TASK REQUIREMENTS: If a line below contains the word "stone", count it. Please give the total and nothing else.

Records contained in a dataset:
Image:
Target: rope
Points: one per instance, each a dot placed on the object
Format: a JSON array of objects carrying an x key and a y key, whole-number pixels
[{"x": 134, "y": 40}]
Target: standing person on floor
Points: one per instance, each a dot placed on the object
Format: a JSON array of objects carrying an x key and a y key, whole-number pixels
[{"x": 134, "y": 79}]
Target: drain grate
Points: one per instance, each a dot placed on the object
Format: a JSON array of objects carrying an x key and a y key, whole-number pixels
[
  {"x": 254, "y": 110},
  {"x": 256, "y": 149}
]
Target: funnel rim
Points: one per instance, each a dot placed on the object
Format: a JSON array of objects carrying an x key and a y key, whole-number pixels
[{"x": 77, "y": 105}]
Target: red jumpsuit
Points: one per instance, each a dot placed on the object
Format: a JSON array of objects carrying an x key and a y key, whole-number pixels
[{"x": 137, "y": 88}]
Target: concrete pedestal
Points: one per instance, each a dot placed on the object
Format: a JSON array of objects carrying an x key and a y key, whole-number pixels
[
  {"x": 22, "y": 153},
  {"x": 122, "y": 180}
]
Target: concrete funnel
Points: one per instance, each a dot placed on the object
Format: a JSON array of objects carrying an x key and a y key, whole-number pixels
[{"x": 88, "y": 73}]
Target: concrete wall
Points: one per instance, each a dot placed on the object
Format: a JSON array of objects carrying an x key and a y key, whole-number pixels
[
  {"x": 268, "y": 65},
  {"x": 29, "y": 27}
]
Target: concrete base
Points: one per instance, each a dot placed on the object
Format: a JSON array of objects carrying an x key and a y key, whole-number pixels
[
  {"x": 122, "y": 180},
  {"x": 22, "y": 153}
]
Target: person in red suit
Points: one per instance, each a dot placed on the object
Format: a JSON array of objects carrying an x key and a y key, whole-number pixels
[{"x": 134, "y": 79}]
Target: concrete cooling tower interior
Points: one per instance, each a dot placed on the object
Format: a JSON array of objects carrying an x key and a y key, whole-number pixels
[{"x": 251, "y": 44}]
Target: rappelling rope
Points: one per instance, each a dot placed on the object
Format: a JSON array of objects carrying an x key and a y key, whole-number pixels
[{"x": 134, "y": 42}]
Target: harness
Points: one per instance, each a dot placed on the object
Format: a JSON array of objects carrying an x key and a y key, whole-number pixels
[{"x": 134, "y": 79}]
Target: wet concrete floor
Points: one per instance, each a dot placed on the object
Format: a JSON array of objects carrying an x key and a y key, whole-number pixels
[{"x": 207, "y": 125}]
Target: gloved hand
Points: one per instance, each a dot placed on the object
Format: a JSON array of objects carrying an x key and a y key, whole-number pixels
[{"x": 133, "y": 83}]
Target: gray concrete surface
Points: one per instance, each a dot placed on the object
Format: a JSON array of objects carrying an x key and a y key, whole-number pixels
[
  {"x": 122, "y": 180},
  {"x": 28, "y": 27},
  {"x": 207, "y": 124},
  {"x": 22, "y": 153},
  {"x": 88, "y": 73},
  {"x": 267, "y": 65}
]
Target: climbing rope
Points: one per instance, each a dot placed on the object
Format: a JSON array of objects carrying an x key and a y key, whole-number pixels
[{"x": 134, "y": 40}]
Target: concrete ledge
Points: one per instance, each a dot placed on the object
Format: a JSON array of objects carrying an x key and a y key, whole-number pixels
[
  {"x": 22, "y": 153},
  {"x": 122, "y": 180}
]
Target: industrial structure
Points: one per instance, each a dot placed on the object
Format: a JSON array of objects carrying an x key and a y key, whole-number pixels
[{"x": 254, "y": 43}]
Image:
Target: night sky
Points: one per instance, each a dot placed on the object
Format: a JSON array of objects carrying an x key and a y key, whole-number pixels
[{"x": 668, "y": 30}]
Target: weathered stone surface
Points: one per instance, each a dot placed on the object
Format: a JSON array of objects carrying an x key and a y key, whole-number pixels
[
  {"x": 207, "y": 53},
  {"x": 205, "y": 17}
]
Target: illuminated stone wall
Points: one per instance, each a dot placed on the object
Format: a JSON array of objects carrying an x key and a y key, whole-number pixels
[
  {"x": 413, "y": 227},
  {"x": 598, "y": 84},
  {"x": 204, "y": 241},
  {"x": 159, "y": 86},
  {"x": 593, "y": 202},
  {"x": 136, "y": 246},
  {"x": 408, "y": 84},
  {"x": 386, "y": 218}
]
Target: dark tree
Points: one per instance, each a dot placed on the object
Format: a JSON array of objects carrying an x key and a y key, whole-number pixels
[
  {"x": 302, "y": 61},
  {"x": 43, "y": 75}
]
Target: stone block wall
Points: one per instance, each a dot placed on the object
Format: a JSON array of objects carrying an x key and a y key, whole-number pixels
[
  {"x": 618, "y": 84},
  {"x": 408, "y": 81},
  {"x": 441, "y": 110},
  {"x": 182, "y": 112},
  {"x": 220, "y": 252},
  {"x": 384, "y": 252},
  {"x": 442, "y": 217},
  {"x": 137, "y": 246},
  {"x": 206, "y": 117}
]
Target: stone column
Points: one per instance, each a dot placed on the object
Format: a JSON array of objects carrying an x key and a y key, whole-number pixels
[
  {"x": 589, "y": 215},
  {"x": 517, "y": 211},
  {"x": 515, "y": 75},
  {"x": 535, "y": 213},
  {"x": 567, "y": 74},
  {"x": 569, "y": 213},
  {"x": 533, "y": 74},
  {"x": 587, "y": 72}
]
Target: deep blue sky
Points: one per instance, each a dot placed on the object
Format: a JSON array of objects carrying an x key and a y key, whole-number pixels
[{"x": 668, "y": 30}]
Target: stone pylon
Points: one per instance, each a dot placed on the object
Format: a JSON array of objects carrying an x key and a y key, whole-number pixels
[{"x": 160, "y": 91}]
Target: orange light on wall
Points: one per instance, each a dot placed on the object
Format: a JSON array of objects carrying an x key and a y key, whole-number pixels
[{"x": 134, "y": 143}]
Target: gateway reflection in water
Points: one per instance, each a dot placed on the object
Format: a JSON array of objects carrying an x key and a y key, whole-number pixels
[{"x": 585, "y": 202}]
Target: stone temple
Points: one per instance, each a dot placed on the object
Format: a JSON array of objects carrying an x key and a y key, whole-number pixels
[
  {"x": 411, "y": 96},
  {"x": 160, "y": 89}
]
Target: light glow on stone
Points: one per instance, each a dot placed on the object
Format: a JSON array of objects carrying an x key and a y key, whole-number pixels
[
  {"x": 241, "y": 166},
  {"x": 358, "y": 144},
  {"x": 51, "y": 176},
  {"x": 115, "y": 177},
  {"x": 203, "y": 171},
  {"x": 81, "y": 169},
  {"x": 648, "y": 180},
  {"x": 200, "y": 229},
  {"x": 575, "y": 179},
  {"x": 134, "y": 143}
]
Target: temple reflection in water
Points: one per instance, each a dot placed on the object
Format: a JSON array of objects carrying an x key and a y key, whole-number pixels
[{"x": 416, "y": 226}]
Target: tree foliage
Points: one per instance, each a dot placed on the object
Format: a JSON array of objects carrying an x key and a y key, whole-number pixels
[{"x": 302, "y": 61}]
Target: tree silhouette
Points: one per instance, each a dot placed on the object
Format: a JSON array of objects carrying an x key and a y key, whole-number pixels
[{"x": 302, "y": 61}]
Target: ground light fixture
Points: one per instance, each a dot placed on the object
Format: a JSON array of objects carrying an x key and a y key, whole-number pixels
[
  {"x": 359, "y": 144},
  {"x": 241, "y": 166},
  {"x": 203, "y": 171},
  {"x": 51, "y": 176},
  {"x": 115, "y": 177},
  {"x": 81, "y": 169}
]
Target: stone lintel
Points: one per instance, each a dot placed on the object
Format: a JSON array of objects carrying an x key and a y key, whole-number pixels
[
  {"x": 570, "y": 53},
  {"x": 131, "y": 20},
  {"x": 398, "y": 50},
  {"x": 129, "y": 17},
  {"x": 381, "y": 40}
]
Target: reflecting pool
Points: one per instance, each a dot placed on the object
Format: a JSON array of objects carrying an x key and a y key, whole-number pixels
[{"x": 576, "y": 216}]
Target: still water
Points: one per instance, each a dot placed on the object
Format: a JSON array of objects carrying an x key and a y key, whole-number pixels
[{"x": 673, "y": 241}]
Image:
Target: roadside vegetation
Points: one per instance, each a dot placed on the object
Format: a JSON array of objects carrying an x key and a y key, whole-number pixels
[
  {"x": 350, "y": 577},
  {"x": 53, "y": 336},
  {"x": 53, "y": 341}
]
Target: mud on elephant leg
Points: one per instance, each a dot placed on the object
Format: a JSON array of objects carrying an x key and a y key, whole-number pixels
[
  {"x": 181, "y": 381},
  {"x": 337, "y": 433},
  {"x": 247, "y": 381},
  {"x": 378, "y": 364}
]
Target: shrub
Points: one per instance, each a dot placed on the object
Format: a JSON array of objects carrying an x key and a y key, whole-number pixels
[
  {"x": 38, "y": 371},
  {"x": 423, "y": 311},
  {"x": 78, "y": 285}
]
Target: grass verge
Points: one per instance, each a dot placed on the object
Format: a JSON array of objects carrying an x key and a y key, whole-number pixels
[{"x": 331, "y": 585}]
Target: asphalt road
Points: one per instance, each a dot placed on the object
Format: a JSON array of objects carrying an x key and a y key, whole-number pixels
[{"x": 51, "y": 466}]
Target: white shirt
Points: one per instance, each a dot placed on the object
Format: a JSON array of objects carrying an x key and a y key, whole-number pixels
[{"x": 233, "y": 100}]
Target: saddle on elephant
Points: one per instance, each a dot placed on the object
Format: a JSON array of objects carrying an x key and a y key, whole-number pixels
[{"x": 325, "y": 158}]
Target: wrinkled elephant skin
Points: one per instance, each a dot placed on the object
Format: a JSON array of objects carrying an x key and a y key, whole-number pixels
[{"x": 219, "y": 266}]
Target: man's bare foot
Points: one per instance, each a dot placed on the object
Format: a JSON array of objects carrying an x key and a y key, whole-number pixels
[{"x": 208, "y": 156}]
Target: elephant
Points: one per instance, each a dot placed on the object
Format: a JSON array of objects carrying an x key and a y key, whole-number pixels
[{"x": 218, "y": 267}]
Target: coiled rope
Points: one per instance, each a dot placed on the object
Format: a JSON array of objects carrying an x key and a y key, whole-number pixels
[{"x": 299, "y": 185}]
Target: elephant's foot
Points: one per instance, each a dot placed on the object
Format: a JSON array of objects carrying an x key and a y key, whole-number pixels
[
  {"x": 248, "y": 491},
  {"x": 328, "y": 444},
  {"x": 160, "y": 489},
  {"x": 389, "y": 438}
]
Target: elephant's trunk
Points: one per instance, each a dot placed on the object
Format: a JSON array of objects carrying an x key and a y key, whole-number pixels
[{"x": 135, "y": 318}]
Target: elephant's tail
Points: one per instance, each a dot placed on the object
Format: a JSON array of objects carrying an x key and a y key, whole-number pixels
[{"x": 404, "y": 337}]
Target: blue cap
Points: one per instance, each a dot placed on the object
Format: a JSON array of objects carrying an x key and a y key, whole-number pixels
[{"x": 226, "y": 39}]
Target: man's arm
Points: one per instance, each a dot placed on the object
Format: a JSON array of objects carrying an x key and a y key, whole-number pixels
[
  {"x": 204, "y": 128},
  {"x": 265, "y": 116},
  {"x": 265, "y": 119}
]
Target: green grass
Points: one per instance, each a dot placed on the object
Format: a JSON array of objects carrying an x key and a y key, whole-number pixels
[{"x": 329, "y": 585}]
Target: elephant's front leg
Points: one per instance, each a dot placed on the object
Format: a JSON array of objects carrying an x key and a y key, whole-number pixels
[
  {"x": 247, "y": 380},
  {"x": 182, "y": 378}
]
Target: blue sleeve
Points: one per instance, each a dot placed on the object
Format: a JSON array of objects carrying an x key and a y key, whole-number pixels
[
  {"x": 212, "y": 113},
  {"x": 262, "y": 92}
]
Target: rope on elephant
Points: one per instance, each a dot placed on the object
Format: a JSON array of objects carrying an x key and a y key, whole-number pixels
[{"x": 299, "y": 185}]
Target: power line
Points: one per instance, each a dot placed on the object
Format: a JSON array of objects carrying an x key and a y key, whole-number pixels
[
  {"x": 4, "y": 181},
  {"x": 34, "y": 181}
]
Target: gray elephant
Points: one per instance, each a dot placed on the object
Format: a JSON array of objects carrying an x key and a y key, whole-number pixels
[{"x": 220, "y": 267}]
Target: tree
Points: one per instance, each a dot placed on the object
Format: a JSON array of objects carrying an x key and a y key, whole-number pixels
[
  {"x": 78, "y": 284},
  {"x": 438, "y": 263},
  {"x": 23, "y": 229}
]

RESULT FOR THIS TASK: 8